─── Document text ───

Boar’s Head Grill and Tavern – A restaurant located in a restored warehouse from the 1800’s on the bank of the charming riverside of the city. The rough wooden interior makes you feel as though a gaggle of old time-y sailors might come pouring out from behind the kitchen doors. After walking the picturesque riverside, this is a great place to come for some she crab soup and delicious seafood.
The Ordinary Pub – Confession, I’m a meticulous planner when I travel. I could completely see how this gets annoying to the people with whom I travel. I’m mostly this way when it comes to food – it irks me when I feel I’ve “wasted” one of my meals, and to avoid that- I won’t just eat anywhere. Our first night in Savannah, we arrived kind of late, and a lot of the restaurants I wanted to eat at were closed. I pouted and shrugged off every restaurant suggestion made by my husband, Arthur, until he persuaded me that we should eat at the Ordinary Pub. Corny writer’s joke…the Ordinary Pub is anything but ordinary. It’s an underground bar meets restaurant with live music and a metallic/artsy innovative decor and vibe. The place is spacious, loud, and a fun place to get the party started. It offers classic southern comfort food and dishes with a modern twist. I was looking for an old school southern dining experience, and was not willing to budge on that experience. I ate at a restaurant that was everything opposite of that – new and innovative – and felt that it was my best meal in Savannah! I couldn’t partake in diving head first into alcohol like I nearly always do, BUT, the food was off the fucking hook and they are open late! I HIGHLY recommend! Get the mac and cheese, your organs will be sorry – but your spirit will not.
Digs – Where I Stayed:
Planter’s Inn Reynolds Square – Quintessential Savannah! I’m a common New Yawka, and I truly wasn’t use to the finery of this hotel. We decided to splurge on this part of our baby-moon, and this hotel really helped us step into the feel of the city. The hotel unequivocally carried the essence of old world Southern charm, elegance, and grace. Our room was incredibly spacious and featured an adorable four poster bed. The room was so immaculately clean that I felt trashy wheeling my suitcase onto the pristine carpet! I’M NOT USED TO SUCH NICETIES IN LIFE. Every evening, after a long day of sightseeing, the hotel offers complimentary wine and cheese accompanied by a live pianist. It was the perfect touch to such a sophisticated stay, and a romantic way to unwind while the hot sun set over the city.
What I Learned: I felt the vibe of Savannah the minute we stepped out of our car. It was the low country, swampy, “born on the bayou” type of vibe that I’d always loved about the gulf, such as in places like New Orleans. It’s unmistakably southern, but in a funky, Gothic, spooky way. It’s the kind of place that charms the hell out of you in the day, and makes you a little jumpy walking around at night – not because it is dangerous, but because it’s impossible not to feel the spirits and spooks of the hundreds of years of haunted history here. Savannah holds its own in terms of identity and nearly rivals my love for New Orleans. When do I get to come back!?

─── Supplied records ───

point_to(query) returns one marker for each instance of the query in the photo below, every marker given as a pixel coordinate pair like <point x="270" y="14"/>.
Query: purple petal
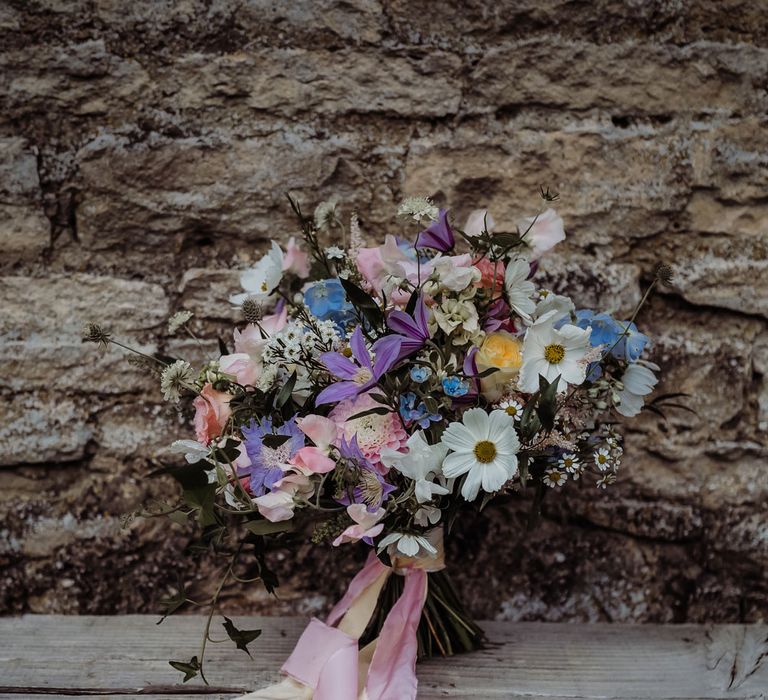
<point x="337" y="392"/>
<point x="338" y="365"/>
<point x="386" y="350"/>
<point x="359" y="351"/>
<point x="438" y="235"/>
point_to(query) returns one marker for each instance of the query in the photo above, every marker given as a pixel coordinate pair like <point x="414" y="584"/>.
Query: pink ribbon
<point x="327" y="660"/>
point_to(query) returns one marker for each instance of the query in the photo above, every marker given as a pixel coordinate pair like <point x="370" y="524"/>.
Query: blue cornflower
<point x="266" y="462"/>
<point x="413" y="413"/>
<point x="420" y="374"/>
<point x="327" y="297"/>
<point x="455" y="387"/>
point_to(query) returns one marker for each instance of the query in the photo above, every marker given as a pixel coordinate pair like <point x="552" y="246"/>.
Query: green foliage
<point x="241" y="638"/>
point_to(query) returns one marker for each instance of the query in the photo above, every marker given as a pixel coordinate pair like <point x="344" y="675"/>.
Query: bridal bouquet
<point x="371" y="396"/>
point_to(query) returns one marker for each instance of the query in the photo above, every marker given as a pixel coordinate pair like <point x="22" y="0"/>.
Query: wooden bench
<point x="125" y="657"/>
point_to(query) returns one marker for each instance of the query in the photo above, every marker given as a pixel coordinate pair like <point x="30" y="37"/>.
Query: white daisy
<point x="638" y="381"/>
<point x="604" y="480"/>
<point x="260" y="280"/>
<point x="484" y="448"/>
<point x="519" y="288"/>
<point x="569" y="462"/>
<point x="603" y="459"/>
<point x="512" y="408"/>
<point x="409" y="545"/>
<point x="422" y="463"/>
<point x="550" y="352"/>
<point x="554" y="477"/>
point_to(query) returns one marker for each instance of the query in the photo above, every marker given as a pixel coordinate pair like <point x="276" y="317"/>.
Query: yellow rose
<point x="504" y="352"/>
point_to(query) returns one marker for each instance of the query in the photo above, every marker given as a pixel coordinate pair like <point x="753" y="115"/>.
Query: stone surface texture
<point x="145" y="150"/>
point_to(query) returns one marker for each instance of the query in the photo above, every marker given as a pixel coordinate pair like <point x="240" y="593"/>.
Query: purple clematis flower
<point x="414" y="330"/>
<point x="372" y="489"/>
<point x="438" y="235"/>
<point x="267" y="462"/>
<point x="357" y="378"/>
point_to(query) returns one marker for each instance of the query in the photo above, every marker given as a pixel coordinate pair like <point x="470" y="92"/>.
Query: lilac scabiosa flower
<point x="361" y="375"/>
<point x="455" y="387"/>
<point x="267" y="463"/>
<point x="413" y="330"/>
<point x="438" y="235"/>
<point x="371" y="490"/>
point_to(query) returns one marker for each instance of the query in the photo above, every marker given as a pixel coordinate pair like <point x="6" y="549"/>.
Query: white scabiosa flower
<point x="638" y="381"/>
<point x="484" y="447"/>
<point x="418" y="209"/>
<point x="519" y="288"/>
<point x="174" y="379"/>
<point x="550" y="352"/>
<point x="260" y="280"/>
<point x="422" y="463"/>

───
─── Supplied records ───

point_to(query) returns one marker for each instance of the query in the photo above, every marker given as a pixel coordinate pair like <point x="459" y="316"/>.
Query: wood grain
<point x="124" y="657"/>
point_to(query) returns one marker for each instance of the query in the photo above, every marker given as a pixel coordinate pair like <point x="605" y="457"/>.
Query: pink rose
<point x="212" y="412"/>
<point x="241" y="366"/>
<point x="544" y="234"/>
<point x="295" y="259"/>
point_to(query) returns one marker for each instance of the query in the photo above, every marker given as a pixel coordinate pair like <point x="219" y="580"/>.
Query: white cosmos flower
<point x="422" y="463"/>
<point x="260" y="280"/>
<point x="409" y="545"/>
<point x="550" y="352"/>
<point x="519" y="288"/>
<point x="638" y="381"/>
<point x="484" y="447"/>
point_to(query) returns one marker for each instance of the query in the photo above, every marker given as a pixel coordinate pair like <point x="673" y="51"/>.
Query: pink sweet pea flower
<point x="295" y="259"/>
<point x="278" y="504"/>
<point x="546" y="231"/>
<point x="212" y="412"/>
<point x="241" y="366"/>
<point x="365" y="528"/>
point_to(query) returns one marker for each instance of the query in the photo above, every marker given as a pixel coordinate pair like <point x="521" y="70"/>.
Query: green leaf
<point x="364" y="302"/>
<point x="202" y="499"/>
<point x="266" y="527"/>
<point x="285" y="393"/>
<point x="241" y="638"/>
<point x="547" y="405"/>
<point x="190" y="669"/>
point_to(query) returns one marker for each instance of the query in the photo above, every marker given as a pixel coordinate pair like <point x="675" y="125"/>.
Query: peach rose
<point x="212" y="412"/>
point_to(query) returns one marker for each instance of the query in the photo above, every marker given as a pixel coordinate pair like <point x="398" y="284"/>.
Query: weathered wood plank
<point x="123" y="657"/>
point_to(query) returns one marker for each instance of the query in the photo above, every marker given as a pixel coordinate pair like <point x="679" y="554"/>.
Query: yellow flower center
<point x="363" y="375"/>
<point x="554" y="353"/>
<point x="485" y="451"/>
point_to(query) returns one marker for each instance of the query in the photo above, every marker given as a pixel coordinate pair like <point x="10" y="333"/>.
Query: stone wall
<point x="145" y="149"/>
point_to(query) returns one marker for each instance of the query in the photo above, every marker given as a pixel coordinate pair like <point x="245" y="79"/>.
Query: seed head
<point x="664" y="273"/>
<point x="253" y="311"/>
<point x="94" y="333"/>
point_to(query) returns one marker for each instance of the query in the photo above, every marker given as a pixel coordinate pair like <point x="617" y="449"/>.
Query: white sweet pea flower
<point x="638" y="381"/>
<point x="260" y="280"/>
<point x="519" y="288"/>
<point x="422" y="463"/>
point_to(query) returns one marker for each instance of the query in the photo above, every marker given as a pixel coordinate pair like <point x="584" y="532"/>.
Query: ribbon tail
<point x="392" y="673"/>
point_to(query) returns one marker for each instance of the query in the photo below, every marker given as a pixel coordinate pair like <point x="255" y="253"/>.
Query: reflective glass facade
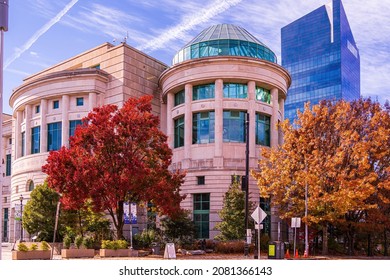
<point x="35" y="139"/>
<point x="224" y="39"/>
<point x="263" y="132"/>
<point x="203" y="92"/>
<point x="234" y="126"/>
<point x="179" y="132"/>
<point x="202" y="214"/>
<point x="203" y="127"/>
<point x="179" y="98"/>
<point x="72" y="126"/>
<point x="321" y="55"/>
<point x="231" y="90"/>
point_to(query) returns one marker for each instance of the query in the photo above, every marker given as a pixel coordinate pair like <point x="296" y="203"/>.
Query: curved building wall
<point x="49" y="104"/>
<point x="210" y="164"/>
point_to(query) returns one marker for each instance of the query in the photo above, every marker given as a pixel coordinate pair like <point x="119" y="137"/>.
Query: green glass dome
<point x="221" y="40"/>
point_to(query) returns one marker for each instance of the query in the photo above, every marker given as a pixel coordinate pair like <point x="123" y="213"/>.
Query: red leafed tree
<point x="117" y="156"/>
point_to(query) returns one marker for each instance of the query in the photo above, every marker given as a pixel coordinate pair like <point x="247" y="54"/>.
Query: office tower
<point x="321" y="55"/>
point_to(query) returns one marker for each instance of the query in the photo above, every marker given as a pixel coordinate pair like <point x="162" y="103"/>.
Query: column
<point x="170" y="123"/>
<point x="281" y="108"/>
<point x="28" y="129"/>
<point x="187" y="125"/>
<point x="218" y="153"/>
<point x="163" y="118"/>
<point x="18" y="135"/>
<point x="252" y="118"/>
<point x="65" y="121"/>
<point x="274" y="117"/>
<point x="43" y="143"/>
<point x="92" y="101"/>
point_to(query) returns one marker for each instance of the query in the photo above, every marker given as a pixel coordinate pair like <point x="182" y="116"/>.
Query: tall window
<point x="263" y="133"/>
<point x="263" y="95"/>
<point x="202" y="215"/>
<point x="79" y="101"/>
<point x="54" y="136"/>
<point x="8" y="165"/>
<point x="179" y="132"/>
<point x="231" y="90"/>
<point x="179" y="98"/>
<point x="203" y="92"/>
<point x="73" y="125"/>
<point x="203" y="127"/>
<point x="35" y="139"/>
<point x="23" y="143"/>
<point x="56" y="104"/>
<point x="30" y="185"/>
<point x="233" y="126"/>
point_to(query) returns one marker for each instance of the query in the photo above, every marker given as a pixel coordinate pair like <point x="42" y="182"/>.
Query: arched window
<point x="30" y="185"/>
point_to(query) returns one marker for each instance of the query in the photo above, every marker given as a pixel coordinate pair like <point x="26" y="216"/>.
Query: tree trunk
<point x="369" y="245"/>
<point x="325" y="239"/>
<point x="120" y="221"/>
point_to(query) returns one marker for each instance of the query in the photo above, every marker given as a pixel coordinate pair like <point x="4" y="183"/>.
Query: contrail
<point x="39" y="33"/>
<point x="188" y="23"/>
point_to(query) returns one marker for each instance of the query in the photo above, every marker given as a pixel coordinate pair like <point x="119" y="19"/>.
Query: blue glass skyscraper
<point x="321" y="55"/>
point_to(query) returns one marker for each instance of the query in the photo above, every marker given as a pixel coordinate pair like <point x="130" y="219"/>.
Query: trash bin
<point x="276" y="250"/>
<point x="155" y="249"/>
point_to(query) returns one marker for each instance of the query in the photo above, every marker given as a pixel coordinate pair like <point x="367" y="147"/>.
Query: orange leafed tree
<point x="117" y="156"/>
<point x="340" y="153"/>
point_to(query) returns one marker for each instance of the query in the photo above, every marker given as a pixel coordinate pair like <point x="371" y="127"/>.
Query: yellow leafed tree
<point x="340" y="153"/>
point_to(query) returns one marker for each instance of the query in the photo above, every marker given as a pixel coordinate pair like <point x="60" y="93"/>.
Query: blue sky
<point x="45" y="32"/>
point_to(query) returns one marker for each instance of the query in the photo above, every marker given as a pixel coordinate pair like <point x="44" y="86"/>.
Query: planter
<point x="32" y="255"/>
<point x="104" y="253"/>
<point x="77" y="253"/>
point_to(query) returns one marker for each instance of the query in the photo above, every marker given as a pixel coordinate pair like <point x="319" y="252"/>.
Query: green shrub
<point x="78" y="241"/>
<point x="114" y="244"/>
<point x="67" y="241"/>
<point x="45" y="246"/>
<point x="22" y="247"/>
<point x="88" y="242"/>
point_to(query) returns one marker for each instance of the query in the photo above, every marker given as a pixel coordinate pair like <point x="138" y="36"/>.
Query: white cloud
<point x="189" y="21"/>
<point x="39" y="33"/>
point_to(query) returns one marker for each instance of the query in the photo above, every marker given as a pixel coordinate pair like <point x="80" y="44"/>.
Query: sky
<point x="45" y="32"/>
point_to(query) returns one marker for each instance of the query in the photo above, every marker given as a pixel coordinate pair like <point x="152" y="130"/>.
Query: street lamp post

───
─── Supplied records ───

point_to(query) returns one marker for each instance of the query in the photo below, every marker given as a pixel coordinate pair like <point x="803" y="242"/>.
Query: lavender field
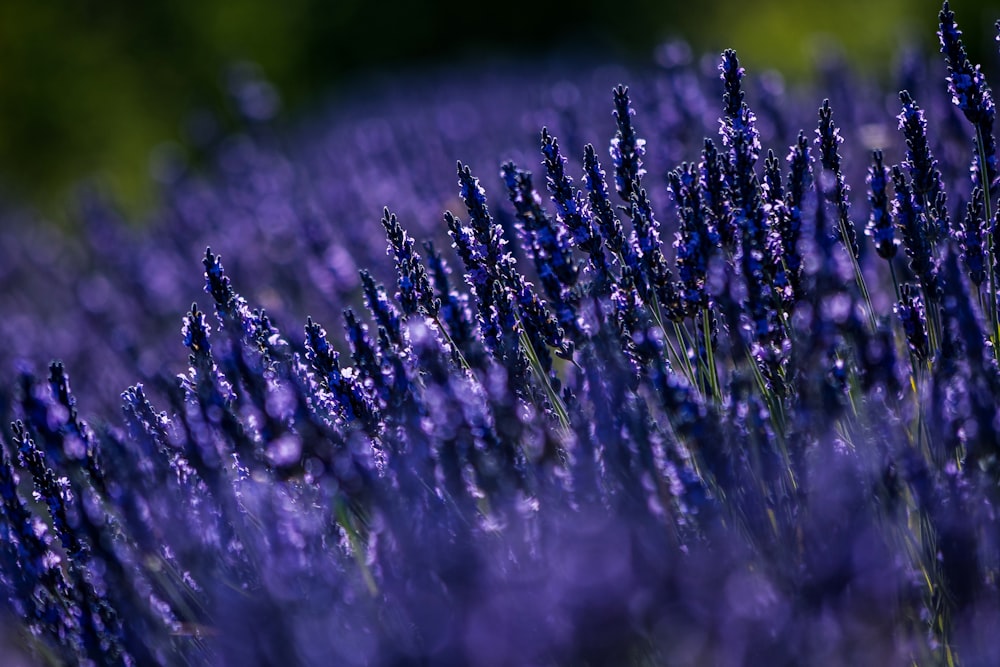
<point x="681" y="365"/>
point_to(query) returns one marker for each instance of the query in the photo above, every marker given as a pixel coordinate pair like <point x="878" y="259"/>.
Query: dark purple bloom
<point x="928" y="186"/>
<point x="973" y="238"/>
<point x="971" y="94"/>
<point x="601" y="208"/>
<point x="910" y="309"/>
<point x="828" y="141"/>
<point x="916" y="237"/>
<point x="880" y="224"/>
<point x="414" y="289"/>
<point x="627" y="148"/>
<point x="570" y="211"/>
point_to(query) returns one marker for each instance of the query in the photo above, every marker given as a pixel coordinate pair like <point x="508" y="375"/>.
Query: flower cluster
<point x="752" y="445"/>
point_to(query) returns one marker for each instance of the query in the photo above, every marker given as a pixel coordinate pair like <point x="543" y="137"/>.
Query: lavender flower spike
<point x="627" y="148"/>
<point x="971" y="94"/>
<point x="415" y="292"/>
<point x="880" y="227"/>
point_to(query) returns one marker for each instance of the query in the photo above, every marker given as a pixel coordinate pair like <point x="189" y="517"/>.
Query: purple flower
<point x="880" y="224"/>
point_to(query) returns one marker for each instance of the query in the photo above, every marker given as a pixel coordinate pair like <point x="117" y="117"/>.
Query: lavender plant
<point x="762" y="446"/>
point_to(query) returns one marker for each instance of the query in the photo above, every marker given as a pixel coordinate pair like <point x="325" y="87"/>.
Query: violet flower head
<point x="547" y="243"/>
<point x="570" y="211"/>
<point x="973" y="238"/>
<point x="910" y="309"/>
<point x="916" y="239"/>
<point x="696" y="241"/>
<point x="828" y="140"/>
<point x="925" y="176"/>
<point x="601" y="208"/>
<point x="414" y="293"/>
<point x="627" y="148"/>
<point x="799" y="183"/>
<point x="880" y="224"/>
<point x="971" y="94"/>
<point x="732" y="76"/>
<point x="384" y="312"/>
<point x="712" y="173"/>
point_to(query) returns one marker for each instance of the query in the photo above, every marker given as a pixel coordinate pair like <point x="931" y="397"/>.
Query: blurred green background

───

◆ What you need to do
(a) Decide whether each statement agrees with the Savannah travel text. Answer yes or no for each, and quote the deciding words.
(i) The Ordinary Pub serves only traditional southern dishes.
(ii) Planter's Inn Reynolds Square offers complimentary wine and cheese in the evening.
(iii) Boar's Head Grill and Tavern is housed in a restored warehouse from the 1800's.
(b) Using the Savannah travel text, answer these questions.
(i) What soup does the text mention at Boar's Head Grill and Tavern?
(ii) What dish does the text recommend ordering at the Ordinary Pub?
(iii) What kind of bed did the room at Planter's Inn Reynolds Square feature?

◆ Solutions to the tasks
(a)
(i) No: "It offers classic southern comfort food and dishes with a modern twist."
(ii) Yes: "Every evening, after a long day of sightseeing, the hotel offers complimentary wine and cheese accompanied by a live pianist."
(iii) Yes: "located in a restored warehouse from the 1800’s"

(b)
(i) She crab soup
(ii) The mac and cheese
(iii) A four poster bed